### Short task
Lay out as a numbered list only the lines of the data from the line containing "Question. Identify every instance of the arched" through the end of the data, leaving out any blank lines.

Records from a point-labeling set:
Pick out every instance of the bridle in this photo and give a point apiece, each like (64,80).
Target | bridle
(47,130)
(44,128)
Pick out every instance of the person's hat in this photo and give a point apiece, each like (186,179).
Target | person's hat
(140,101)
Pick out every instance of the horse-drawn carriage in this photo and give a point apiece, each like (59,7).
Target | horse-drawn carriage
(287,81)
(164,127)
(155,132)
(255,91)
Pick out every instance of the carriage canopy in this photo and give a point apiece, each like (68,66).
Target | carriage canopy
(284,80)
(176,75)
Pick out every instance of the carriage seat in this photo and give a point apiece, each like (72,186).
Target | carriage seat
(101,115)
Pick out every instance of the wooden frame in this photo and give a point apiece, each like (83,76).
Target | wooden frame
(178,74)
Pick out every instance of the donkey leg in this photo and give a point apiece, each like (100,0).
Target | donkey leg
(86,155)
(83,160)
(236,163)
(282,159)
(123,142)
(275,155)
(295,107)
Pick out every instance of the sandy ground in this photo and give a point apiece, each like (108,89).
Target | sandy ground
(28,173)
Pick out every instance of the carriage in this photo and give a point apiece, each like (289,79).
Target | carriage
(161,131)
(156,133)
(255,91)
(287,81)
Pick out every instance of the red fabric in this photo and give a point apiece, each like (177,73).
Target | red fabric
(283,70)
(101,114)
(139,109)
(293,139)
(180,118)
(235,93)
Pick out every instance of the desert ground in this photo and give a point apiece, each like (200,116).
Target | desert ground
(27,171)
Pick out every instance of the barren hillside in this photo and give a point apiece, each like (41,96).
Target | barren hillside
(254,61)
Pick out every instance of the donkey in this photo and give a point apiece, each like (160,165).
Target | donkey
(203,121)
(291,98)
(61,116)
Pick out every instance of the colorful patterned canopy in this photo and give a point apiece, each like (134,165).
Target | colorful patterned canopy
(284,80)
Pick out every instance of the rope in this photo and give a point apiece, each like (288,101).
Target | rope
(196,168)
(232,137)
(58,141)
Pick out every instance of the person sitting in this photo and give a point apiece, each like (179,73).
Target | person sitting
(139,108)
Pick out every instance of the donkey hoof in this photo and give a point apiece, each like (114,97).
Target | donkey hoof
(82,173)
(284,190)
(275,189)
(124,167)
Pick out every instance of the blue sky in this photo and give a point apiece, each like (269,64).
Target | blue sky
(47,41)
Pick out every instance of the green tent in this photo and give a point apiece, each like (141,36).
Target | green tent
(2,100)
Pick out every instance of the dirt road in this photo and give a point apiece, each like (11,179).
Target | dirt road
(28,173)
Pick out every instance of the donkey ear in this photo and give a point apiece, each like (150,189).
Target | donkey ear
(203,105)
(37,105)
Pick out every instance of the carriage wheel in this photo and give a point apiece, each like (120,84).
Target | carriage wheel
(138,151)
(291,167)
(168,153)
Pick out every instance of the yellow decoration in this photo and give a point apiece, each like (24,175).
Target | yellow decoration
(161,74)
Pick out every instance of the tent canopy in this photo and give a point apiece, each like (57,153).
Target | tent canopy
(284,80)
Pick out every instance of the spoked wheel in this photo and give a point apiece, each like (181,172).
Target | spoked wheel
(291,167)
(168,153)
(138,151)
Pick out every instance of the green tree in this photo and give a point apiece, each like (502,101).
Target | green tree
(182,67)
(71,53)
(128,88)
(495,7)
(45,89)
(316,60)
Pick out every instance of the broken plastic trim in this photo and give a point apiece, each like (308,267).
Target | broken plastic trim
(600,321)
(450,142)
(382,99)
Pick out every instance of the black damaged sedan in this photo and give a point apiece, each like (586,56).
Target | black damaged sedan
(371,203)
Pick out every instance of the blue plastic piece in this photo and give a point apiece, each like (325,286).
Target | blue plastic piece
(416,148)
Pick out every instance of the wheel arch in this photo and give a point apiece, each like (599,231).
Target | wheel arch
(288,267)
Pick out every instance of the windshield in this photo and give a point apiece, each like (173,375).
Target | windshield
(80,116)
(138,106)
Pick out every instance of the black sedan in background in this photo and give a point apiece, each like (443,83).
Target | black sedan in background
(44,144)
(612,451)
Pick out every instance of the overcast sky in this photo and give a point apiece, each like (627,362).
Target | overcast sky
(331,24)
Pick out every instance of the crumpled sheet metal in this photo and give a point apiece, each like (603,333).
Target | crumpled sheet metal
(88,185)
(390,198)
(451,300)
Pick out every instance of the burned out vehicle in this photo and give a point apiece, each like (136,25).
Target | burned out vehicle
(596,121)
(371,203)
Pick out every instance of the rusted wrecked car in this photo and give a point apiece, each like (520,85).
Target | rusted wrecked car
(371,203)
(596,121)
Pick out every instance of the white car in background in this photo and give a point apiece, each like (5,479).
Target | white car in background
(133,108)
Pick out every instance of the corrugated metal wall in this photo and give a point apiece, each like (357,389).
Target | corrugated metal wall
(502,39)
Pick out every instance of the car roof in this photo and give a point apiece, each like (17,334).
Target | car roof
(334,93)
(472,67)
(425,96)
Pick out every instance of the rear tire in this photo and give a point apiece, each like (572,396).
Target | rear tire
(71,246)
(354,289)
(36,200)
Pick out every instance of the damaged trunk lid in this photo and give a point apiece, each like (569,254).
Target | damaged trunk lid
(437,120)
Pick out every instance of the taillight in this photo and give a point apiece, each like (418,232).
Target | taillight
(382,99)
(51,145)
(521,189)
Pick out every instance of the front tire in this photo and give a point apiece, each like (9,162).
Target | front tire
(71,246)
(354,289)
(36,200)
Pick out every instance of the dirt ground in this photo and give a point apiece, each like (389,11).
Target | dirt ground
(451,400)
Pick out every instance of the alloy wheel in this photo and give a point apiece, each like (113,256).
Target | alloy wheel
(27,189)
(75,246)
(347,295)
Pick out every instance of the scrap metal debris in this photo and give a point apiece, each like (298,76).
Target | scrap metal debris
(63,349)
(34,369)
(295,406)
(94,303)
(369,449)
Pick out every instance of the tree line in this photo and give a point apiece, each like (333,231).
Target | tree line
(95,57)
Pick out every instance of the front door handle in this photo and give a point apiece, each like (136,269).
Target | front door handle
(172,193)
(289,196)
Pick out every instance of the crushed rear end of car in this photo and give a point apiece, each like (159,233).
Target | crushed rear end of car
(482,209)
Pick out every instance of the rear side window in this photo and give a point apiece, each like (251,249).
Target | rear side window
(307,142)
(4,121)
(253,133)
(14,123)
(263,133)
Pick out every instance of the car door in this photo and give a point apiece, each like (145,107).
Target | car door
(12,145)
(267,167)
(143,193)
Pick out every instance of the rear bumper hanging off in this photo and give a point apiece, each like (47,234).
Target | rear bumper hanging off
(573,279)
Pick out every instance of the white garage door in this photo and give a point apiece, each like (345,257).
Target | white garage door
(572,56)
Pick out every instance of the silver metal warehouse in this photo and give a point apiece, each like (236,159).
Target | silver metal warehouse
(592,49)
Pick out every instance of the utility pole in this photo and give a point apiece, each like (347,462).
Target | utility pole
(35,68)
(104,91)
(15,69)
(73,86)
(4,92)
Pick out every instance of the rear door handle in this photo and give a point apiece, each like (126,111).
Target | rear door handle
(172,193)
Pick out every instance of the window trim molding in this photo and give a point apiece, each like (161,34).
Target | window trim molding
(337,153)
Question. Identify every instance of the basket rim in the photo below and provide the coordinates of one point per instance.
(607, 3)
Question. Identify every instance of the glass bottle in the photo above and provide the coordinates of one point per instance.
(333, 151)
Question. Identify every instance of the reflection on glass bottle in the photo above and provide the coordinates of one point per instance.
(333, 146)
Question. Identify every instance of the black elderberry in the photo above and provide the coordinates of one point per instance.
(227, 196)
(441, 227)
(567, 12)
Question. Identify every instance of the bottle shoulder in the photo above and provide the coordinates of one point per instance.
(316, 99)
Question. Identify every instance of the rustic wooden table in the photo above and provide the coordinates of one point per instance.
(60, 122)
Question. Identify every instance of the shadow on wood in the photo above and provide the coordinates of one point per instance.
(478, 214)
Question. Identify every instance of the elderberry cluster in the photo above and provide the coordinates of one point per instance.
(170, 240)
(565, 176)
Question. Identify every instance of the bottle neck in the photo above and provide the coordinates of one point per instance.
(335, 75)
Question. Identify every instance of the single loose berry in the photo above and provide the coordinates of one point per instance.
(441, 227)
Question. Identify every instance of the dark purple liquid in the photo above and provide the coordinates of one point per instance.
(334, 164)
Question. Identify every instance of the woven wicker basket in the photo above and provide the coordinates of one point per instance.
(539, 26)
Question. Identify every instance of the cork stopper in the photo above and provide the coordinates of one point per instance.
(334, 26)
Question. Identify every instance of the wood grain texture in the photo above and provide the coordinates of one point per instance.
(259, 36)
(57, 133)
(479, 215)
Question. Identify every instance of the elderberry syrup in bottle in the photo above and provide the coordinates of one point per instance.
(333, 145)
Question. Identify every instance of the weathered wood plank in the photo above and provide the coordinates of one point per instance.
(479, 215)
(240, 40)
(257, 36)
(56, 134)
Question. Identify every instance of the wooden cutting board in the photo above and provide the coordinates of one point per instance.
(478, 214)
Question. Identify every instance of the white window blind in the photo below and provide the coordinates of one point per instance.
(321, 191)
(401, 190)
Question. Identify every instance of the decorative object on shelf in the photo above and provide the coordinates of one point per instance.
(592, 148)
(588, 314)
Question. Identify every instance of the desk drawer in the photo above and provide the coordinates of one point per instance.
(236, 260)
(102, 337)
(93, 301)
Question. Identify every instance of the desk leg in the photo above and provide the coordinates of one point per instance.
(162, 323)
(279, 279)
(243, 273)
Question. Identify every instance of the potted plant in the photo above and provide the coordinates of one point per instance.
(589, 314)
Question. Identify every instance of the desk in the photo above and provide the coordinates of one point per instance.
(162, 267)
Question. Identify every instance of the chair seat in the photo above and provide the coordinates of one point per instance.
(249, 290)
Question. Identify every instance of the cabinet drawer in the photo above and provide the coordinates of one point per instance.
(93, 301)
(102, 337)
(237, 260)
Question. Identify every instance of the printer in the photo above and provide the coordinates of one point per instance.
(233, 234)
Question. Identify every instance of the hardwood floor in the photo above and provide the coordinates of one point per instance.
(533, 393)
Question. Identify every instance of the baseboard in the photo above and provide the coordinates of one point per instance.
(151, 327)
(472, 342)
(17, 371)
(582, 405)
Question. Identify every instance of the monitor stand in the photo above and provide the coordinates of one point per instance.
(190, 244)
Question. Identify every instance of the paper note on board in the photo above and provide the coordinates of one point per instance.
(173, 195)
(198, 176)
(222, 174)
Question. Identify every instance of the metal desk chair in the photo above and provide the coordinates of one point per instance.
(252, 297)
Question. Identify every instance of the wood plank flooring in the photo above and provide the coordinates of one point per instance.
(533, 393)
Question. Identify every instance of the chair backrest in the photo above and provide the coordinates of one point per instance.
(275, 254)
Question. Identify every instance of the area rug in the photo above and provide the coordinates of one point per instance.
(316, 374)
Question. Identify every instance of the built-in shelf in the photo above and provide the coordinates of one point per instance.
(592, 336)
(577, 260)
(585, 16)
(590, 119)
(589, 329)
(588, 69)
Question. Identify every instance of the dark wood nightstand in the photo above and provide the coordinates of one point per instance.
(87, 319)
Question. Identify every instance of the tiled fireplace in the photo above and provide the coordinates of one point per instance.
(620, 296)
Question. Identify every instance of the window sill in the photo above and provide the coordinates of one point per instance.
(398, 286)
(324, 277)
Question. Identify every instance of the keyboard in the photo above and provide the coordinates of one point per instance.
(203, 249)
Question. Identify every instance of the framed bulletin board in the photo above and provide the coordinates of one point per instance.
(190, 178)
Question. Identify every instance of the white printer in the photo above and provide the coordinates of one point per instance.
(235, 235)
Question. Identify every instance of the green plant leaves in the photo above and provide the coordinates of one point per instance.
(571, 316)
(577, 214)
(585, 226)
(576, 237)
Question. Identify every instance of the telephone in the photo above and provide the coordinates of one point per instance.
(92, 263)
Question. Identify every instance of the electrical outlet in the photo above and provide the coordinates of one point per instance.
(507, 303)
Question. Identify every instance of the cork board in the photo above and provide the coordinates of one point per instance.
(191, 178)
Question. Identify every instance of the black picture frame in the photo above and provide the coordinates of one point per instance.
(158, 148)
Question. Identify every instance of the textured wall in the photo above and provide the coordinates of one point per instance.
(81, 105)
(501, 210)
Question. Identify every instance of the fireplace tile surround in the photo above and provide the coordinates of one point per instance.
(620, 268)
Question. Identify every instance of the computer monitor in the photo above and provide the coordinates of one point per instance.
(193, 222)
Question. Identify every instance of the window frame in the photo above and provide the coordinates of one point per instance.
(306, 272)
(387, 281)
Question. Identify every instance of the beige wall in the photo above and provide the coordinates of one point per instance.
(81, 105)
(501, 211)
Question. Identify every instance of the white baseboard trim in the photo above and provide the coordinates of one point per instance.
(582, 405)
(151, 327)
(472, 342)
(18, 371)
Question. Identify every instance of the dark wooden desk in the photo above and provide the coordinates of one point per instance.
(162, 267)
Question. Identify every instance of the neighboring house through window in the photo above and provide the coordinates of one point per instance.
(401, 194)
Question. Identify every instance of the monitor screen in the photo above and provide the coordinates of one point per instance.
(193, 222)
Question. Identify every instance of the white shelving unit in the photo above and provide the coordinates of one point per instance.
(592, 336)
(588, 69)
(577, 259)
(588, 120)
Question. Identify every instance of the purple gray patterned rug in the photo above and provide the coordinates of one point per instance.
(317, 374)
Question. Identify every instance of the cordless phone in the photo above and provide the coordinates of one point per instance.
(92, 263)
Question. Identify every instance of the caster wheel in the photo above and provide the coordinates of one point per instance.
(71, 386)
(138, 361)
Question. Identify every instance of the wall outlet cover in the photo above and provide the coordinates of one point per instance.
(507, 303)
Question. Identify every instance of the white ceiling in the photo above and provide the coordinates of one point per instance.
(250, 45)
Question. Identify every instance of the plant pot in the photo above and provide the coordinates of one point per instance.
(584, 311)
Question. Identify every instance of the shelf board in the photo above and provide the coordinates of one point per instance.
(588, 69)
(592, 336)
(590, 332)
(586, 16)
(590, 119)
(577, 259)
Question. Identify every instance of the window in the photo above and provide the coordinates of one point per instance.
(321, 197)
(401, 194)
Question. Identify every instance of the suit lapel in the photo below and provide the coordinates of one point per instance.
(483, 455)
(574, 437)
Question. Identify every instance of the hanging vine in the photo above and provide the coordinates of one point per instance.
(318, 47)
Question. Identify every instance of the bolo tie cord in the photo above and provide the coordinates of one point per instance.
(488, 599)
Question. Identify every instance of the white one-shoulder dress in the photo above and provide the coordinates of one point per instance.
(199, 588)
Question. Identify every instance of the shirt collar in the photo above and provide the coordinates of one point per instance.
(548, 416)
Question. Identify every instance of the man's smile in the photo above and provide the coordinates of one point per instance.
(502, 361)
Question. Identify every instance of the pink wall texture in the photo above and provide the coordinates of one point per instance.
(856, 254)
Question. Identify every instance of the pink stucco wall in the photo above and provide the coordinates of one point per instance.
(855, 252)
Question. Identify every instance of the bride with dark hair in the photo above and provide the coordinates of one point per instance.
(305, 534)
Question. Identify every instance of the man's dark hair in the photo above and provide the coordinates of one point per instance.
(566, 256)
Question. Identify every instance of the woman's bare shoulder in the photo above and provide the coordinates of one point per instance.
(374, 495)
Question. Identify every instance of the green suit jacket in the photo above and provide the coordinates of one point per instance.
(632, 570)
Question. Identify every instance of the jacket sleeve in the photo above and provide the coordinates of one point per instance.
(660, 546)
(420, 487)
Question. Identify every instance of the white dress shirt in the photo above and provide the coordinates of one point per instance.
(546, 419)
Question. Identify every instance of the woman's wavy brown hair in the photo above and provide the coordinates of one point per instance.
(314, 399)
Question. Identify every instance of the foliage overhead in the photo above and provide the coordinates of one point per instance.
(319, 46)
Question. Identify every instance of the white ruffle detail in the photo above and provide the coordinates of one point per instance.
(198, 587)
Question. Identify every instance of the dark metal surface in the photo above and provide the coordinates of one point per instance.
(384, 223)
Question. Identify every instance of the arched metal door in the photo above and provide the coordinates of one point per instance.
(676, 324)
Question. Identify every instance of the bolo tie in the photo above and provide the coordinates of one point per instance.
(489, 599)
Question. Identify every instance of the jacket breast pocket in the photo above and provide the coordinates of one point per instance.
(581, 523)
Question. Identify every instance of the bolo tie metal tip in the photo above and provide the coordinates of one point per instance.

### Exercise response
1. Question. Identify every instance of the arched metal door in the photo above and provide the coordinates of one point per instance.
2. (676, 324)
3. Question. Identify every instance of the bolo tie in the photo above and provide the coordinates of one point per instance.
4. (489, 599)
5. Question. Identify every instance of the jacket breast pocket in the photo above and provide the coordinates of one point per instance.
6. (581, 523)
7. Question. Identify every instance of the bolo tie metal tip in the photo above and provide the coordinates of one point per instance.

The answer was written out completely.